PROBLEM DESCRIPTION: An exact reproduction of all the entries is the expected answer.

......

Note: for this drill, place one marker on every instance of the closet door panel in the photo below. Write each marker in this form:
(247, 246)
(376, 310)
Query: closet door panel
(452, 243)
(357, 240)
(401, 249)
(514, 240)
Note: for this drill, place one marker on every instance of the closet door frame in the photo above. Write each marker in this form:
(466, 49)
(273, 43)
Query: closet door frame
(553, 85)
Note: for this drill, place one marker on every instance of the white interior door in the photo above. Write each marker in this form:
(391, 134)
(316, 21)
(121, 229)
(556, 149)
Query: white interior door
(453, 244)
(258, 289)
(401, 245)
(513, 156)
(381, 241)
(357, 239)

......

TASK OUTPUT:
Note: for this drill, place one marker on every instance of the closet door panel in the photo below. Write each marker in this form:
(247, 246)
(376, 310)
Query: closet door panel
(452, 243)
(357, 240)
(401, 249)
(514, 240)
Note: for this drill, place one marker on every instance of the closet door frame in the photo above. Write each marker in this form:
(466, 49)
(273, 43)
Query: closet door frame
(553, 85)
Note: for this drill, place one marker on every instance of the white interior door in the photo above. Write each marker in this form:
(391, 134)
(316, 21)
(121, 229)
(556, 149)
Query: white interior door
(453, 244)
(258, 289)
(401, 245)
(513, 156)
(381, 241)
(357, 239)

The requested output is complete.